Raw text has the problem that it cannot always easily be rendered as speech in the way the author wishes. Sable offers a well-defined way of marking up text so that the synthesizer may render it appropriately.
Festival XML Mark-UP: SSML and HTML
(From XML/SGML mark-up)
NOTE In my Ubuntu distributions, examples are found in directory /usr/share/doc/festival/examples/. Two are provided here: example1.sable and example2.sable. In these examples I have commented out or ammended those elements that result in segmentation fault
or go unrecognized. Generally, festival's SGML is is document type SABEL.
The ideas of a general, synthesizer system nonspecific, mark-up language for labelling text has been under discussion for some time. Festival has supported an SGML based markup language through multiple versions most recently STML (sproat97). This is based on the earlier SSML (Speech Synthesis Markup Language) which was supported by previous versions of Festival (taylor96). With this version of Festival we support Sable a similar mark-up language devised by a consortium from Bell Labls, Sub Microsystems, AT&T and Edinburgh, sable98.
Unlike the previous versions, which were SGML based, the implementation of Sable in Festival is now XML based. To the user the difference is negligable but using XML makes processing of files easier and more standardized. Also Festival now includes an XML, parser thus reducing the dependencies in processing Sable text.
The definition of Sable is by no means settled and is still in development. In this release Festival offers people working on Sable and other XML (and SGML) based markup languages a chance to quickly experiment with prototypes by providing a DTD (document type descriptions) and the mapping of the elements in the DTD to Festival functions. Although we have not yet (personally) investigated facilities like cascading style sheets and generalized SGML specification languages like DSSSL, we believe the facilities offer by Festival allow rapid prototyping of speech output markup languages.
Primarily we see Sable markup text as a language that will be generated by other programs, e.g. text generation systems, dialog managers etc. therefore a standard, easy to parse, format is required, even if it seems overly verbose for human writers.

Contour labeling entries
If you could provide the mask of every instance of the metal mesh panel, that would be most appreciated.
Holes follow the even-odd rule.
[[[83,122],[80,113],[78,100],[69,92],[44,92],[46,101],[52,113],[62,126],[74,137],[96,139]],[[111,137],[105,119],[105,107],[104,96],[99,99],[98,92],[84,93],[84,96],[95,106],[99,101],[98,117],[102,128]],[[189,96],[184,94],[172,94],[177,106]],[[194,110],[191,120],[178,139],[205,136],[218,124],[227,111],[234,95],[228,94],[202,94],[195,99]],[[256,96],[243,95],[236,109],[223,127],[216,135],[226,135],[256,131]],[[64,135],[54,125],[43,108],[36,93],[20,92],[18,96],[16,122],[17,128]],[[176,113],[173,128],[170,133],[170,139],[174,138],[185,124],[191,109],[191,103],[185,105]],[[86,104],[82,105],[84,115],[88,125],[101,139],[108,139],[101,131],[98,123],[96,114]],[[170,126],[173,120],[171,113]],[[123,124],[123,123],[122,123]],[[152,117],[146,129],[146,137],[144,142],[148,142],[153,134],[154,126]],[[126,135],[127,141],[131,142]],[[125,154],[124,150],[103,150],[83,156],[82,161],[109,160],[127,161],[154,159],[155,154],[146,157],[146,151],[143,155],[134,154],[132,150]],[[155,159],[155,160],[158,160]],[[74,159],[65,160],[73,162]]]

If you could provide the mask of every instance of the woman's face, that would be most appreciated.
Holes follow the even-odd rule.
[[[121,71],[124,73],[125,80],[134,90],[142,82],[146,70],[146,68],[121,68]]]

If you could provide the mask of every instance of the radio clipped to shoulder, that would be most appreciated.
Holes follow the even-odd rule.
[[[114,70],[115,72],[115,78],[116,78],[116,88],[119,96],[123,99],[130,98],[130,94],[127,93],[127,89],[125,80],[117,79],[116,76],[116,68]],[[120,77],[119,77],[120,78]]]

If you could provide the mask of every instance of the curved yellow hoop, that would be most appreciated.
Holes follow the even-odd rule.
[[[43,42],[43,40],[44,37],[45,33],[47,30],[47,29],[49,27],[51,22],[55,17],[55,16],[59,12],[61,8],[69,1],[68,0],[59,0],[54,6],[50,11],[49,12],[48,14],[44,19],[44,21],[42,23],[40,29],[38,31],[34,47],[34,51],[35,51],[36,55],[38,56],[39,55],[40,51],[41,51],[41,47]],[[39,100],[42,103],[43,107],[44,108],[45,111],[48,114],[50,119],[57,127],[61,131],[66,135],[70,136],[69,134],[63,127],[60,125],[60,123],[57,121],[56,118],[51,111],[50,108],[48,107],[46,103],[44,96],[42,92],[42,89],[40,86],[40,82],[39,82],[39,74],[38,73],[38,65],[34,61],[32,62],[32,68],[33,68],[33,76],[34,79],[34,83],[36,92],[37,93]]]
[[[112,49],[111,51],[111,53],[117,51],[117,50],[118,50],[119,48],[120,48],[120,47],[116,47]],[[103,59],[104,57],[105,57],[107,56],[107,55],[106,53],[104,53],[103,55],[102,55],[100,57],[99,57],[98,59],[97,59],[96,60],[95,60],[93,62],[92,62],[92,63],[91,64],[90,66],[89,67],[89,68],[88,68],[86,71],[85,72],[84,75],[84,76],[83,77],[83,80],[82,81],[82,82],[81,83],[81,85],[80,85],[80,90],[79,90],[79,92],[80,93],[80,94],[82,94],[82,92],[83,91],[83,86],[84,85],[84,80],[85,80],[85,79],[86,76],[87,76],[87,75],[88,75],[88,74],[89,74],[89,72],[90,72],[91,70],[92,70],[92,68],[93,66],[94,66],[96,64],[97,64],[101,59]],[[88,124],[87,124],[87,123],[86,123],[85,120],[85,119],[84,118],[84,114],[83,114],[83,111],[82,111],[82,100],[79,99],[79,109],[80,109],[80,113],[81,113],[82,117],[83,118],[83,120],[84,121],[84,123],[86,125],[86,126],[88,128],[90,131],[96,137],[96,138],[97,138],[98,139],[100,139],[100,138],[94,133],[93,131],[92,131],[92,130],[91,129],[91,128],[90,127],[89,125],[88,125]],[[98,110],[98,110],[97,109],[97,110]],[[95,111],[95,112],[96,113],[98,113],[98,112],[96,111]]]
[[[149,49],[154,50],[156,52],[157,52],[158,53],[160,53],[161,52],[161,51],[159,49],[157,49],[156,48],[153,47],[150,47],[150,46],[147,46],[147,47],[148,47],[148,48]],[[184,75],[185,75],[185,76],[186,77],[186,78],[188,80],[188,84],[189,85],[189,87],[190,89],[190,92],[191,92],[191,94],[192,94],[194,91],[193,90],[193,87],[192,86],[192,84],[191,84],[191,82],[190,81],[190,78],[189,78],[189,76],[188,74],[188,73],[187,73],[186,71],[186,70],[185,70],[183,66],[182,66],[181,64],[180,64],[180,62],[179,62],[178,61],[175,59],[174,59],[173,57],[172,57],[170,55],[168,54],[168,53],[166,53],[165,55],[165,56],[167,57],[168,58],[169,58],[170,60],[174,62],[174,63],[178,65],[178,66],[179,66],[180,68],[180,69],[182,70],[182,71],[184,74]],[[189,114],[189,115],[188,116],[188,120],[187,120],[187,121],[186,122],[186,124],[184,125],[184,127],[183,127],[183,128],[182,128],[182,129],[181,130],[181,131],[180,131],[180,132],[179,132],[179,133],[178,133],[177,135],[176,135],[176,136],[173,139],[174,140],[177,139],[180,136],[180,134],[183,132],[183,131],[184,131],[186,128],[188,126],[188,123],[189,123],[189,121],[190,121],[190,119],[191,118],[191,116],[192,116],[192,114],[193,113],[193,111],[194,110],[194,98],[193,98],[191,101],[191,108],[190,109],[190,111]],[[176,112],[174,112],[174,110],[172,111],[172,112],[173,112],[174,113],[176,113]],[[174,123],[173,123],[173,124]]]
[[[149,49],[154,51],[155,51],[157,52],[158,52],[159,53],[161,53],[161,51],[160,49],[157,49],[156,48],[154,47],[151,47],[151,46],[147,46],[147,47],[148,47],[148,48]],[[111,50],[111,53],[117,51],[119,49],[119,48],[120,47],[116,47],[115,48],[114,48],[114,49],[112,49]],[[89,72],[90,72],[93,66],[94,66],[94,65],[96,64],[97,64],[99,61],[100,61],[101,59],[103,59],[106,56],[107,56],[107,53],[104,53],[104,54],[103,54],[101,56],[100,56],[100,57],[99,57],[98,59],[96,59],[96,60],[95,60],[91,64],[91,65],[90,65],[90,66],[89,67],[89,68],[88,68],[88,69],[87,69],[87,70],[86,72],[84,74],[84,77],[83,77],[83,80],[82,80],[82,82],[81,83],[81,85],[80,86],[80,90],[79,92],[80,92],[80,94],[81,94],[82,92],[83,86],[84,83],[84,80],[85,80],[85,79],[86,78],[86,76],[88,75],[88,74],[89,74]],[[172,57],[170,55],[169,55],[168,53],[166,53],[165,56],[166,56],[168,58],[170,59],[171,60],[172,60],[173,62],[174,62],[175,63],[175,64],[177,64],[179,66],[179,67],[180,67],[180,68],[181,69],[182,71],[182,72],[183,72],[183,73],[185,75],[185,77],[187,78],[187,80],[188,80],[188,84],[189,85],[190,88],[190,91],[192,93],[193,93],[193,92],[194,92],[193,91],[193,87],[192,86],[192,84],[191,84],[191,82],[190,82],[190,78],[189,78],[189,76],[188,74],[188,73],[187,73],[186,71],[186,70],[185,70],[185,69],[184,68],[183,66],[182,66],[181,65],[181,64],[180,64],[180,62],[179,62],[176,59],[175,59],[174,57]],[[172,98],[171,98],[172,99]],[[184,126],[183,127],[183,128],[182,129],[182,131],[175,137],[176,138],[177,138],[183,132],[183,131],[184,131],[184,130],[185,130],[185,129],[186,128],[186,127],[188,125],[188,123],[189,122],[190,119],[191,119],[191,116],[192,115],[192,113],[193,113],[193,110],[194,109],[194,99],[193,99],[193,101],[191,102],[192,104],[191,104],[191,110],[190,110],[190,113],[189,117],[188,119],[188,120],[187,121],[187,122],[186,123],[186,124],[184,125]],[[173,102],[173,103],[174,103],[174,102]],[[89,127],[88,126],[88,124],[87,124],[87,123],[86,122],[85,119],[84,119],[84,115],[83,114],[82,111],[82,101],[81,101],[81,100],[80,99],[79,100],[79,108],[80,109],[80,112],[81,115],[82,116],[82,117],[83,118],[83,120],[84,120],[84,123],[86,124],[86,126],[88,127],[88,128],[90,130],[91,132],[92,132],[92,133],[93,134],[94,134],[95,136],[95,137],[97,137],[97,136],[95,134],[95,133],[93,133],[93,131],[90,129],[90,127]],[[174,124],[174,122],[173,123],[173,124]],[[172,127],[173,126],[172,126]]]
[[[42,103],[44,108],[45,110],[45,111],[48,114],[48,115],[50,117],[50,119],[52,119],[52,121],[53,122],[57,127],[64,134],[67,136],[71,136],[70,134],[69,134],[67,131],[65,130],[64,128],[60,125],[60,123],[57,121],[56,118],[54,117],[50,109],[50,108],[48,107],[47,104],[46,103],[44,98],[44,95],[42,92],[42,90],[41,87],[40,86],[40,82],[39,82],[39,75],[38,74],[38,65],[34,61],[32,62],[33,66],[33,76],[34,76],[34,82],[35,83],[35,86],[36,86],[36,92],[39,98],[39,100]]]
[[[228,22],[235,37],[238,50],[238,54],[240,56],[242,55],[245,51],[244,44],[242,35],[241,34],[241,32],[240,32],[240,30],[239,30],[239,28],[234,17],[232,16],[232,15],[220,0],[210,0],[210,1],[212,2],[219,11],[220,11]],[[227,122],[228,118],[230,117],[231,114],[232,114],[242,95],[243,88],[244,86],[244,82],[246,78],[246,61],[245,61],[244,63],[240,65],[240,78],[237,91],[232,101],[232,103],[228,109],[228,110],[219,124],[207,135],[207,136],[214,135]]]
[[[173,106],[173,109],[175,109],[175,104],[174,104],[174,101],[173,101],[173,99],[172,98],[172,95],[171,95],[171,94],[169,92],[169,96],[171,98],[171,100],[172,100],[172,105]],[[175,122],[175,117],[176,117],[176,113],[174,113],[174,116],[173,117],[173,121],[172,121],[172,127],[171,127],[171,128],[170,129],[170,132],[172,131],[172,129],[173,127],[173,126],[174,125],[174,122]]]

Goal 1. Condense the paragraph of the Festival documentation that begins "Unlike the previous versions" into a shorter version that keeps its main facts.
Goal 2. List every markup language that the paragraph of the Festival documentation beginning "The ideas of a general" says Festival has supported.
The entries have no connection to the Festival documentation.

Finished answer 1. Festival's implementation of Sable is now XML based, whereas earlier versions were SGML based. Users will notice little difference, but XML makes processing files easier and more standardized. Festival also now includes an XML parser, which reduces the dependencies involved in processing Sable text.

Finished answer 2.
STML
SSML (Speech Synthesis Markup Language)
Sable